Given text:
▬▬▬▬▬▬▬▬▬▬

The NICEities of government health care
Here’s a good description of the government agency known as “NICE,” which makes decisions connected with health care and expense in Britain—including how much a life is worth.
Warning: it’s not very nice.
Here’s a good description of the government agency known as “NICE,” which makes decisions connected with health care and expense in Britain—including how much a life is worth.
Warning: it’s not very nice.
Looks to me as if the party who is not so NICE in this equation is the pharmaceutical industry.
How in the world can any insurance company or government support these hideously expensive treatments without going belly up?
It is telling that where NICE has stuck by its guns, the pharmaceutical companies have lowered their prices.
Yes, Beth, the pharmaceutical companies aren’t sacrificing enough, are they? Price controls are the answer, you say? But I bet that if they were instituted, the drive to develop new drugs would end. And then the government would have to take over the drug industry as well.
The point is that with a single-payer system there are sacrifices that most people in this country would not want to put up with. Skyrocketing health care costs will be difficult to control either way—with our present haphazard but private system, or with a lot of government involvement. It’s just that the amount of choice, and the details, and who makes the decisions, would be different in each case. Personally, I would rather have the choices involved in private insurance and take my chances.
The pharmaceutical companies’ fault? Okay Beth, if they’ve got such a cushy deal, why don’t you start one and make lots of easy money? Magic is expensive – has been since the middle ages.
An interesting irony is that in CS Lewis’s science-fiction novel That Hideous Strength (1943, I believe) the front organization for a diabolical British group of pseudoscientists was the NICE: National Institute for Creative Experiment.
Neo,
I would like to see a comparison of the costs to develop and bring the drug to market versus what portion of the pharmaceutical companies price is profit.
I am not against them making a profit. You are correct in that it helps spur further research. However, I tend to be as suspicious of the pharmaceutical companies as I am of the government.
The article also noted that in other European countries they would have the option of paying a portion to recieve the drugs Mr. Hardy needs.

▬▬▬▬▬▬▬▬▬▬

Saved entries
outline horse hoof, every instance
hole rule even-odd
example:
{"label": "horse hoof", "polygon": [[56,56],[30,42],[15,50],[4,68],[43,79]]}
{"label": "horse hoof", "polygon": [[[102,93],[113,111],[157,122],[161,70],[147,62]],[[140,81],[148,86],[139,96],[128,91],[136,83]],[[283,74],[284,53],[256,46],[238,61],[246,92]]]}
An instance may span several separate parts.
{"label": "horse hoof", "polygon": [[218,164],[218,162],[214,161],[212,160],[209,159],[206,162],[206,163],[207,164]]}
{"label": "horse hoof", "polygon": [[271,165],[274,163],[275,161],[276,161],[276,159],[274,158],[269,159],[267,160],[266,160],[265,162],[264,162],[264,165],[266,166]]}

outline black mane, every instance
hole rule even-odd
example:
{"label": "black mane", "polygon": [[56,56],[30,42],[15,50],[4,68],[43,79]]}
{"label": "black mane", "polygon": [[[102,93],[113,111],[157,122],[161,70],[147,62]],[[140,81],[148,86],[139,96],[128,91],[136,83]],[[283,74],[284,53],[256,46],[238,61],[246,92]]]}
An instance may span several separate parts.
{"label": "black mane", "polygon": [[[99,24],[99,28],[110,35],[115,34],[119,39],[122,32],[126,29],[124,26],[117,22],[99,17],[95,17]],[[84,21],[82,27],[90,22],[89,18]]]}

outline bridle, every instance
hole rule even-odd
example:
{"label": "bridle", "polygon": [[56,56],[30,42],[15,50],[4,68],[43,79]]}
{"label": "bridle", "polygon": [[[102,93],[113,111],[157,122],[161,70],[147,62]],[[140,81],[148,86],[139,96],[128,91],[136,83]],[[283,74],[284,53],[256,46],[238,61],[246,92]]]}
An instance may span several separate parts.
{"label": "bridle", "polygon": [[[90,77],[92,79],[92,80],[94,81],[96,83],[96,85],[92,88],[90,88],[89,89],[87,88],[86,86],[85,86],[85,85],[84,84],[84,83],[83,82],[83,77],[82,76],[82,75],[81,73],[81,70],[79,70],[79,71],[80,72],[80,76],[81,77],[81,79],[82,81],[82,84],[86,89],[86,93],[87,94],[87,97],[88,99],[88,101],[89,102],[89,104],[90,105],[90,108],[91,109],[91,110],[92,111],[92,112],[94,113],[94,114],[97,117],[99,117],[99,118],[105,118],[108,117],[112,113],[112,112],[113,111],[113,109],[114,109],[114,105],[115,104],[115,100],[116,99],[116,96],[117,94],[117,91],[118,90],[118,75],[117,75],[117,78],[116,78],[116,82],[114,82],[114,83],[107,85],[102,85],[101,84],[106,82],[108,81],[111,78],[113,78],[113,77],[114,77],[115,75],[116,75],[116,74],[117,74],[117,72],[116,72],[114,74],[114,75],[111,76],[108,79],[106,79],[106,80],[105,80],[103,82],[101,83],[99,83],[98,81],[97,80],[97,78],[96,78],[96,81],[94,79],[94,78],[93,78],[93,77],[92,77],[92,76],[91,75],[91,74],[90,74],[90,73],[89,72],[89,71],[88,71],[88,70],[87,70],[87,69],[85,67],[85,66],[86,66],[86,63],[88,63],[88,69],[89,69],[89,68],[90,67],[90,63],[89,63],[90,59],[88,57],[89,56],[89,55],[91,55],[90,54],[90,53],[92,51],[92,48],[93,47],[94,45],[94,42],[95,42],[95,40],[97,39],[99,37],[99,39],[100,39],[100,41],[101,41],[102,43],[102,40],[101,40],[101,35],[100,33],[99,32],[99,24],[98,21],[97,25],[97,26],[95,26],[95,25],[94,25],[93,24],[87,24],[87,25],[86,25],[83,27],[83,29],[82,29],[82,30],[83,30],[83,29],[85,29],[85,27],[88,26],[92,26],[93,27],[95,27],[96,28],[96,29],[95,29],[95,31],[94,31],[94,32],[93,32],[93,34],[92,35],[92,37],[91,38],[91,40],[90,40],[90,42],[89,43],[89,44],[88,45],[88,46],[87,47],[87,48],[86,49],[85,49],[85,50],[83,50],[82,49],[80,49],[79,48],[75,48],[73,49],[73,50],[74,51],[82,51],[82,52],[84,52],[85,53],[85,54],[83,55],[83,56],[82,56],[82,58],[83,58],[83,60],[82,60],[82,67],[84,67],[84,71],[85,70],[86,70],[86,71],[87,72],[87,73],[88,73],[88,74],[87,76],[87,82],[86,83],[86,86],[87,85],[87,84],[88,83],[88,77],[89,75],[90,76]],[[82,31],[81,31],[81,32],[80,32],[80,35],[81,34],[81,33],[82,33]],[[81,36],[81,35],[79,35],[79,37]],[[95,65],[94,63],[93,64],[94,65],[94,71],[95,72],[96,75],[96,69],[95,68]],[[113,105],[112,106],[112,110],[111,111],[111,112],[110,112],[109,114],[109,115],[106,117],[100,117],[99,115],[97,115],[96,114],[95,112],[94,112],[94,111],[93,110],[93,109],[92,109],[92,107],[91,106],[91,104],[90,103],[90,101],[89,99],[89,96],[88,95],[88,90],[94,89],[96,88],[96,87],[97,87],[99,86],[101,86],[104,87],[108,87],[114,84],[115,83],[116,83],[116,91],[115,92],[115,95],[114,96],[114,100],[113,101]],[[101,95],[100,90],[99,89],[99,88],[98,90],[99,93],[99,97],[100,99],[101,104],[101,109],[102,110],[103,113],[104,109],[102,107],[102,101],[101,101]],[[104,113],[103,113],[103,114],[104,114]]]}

▬▬▬▬▬▬▬▬▬▬

Complete the following:
1. In the discussion of NICE, what does NICE stand for in the science-fiction novel That Hideous Strength?
2. Repeat the portion of the NICE discussion between "It is telling" and "take my chances.", inclusive.

Answers for each item:
1. National Institute for Creative Experiment

2.
It is telling that where NICE has stuck by its guns, the pharmaceutical companies have lowered their prices.
Yes, Beth, the pharmaceutical companies aren’t sacrificing enough, are they? Price controls are the answer, you say? But I bet that if they were instituted, the drive to develop new drugs would end. And then the government would have to take over the drug industry as well.
The point is that with a single-payer system there are sacrifices that most people in this country would not want to put up with. Skyrocketing health care costs will be difficult to control either way—with our present haphazard but private system, or with a lot of government involvement. It’s just that the amount of choice, and the details, and who makes the decisions, would be different in each case. Personally, I would rather have the choices involved in private insurance and take my chances.